▶ **What this task involves**: The answer must be every line below that contains the string "mandolin".

■ ■ ■ ■ ■ ■ ■

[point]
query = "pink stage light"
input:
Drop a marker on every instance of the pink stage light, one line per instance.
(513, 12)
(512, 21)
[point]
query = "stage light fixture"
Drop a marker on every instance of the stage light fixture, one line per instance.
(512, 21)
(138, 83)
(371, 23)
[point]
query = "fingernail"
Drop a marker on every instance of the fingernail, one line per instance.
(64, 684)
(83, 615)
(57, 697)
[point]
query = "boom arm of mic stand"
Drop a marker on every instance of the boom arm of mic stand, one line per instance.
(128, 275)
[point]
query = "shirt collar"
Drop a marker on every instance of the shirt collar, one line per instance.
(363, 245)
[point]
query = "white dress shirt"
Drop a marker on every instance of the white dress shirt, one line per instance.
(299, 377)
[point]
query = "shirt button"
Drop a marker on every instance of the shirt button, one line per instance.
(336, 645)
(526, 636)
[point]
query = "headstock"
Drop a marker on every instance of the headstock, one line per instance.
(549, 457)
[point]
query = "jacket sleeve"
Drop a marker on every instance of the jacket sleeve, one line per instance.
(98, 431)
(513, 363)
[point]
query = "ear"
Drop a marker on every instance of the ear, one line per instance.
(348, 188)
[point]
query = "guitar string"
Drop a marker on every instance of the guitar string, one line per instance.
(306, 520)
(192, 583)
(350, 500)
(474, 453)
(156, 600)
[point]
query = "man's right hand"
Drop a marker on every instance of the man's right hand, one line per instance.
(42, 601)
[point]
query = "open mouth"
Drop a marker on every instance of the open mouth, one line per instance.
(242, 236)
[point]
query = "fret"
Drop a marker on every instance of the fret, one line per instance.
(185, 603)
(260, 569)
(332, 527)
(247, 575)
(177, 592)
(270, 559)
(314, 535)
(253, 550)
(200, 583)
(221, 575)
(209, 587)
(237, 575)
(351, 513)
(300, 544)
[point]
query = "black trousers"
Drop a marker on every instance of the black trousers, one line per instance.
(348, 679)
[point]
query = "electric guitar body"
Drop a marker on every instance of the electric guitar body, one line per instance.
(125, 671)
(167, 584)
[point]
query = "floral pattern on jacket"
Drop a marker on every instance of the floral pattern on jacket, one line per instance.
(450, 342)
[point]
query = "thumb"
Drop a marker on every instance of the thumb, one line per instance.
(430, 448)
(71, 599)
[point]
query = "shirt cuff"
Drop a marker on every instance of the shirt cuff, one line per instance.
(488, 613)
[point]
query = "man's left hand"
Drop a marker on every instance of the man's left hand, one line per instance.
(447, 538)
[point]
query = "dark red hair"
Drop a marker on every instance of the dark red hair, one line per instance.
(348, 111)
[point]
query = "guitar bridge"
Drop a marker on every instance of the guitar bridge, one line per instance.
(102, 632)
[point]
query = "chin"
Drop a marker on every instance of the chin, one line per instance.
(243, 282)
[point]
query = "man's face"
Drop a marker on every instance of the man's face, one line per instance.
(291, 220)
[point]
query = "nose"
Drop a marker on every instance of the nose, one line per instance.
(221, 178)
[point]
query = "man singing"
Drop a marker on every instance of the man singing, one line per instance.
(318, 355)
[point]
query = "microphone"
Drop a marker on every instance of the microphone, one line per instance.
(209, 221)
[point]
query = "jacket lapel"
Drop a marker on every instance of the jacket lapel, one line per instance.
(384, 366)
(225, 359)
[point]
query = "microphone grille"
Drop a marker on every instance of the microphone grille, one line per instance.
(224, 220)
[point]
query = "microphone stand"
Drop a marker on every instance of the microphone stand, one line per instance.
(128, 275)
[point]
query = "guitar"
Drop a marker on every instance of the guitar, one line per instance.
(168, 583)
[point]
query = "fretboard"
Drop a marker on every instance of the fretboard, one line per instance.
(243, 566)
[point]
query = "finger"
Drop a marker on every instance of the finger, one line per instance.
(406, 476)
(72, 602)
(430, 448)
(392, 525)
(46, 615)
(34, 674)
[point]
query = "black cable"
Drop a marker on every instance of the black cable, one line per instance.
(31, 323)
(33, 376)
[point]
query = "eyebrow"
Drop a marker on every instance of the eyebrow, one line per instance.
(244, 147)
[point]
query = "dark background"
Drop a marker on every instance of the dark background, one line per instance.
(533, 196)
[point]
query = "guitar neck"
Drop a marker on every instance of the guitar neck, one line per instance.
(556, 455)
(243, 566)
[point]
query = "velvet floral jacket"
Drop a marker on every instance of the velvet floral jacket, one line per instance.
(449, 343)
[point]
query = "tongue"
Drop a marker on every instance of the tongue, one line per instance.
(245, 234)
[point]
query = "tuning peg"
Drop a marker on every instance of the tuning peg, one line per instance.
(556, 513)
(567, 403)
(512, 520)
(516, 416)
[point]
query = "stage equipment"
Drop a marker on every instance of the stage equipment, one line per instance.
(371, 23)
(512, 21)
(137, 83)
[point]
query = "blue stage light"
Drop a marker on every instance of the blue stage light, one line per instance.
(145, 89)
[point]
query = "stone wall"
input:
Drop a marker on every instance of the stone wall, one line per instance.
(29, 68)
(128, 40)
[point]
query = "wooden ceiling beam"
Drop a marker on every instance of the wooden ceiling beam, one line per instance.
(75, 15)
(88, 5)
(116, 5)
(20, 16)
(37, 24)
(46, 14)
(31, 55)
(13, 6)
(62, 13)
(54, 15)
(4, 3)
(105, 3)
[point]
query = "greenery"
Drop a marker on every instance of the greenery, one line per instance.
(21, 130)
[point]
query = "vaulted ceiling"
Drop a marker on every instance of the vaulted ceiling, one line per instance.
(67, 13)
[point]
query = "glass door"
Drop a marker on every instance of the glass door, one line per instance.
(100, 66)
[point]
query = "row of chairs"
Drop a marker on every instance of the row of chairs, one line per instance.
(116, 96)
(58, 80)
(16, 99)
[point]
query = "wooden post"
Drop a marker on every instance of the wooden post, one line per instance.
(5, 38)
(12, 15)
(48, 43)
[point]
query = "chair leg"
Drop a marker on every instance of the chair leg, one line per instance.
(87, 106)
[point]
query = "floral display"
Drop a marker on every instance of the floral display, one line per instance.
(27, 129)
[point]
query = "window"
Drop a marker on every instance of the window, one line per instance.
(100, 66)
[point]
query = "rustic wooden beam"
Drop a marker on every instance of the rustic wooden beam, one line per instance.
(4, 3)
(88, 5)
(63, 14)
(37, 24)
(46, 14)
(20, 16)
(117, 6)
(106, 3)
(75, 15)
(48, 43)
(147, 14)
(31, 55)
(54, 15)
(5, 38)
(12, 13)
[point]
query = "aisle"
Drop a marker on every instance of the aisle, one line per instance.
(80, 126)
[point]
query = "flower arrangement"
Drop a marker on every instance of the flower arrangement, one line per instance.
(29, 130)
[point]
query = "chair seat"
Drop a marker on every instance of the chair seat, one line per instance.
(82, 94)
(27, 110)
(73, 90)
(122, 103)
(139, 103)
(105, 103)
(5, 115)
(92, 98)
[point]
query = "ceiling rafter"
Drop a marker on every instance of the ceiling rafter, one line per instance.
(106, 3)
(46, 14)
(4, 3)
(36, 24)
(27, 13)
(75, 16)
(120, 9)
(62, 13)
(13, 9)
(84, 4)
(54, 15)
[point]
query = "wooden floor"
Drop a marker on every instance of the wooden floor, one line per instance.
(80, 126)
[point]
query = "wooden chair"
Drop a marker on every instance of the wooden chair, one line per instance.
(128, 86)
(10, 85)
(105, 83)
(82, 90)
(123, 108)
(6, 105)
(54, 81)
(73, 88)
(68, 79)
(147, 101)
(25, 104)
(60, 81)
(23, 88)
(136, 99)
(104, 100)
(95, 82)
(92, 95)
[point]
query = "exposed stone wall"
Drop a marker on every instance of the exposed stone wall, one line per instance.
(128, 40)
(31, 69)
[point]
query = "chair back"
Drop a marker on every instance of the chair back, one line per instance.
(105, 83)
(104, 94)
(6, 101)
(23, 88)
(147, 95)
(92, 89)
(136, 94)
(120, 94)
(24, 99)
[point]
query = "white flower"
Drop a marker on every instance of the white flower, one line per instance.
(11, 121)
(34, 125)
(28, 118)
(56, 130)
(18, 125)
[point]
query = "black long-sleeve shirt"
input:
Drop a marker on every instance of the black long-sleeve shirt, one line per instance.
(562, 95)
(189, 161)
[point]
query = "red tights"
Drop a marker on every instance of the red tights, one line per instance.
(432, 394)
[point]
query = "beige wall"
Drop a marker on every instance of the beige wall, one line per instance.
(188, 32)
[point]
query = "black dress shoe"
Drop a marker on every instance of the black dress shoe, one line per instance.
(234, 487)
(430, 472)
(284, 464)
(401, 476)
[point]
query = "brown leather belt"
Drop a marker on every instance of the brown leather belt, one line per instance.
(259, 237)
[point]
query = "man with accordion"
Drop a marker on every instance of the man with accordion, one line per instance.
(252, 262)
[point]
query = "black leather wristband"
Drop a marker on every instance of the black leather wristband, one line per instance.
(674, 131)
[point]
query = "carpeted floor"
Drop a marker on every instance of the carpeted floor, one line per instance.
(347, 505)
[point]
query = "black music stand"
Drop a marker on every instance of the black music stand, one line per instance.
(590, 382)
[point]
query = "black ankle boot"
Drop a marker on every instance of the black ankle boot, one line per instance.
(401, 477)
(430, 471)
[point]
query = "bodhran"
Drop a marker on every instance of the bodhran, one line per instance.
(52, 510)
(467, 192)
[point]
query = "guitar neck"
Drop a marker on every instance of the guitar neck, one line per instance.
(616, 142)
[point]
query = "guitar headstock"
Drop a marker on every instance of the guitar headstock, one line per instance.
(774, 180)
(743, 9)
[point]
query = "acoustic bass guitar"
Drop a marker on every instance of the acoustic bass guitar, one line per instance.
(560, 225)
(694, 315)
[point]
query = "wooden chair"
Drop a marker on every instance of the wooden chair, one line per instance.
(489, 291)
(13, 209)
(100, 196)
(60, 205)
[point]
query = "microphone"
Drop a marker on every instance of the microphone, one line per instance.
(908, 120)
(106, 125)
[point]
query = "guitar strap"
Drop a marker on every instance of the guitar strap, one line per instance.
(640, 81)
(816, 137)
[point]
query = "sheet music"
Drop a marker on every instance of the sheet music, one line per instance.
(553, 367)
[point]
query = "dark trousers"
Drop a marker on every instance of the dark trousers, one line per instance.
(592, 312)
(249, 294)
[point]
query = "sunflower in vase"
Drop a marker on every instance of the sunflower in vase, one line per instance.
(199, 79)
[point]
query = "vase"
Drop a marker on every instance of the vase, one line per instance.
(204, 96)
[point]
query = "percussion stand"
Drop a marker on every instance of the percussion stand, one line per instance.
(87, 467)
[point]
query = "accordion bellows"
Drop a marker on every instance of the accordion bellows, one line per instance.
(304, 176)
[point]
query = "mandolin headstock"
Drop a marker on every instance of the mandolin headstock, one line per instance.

■ ■ ■ ■ ■ ■ ■

▶ **Exercise answer**:
query = "mandolin headstock"
Drop a marker on every instance of the mandolin headstock, one line per instance.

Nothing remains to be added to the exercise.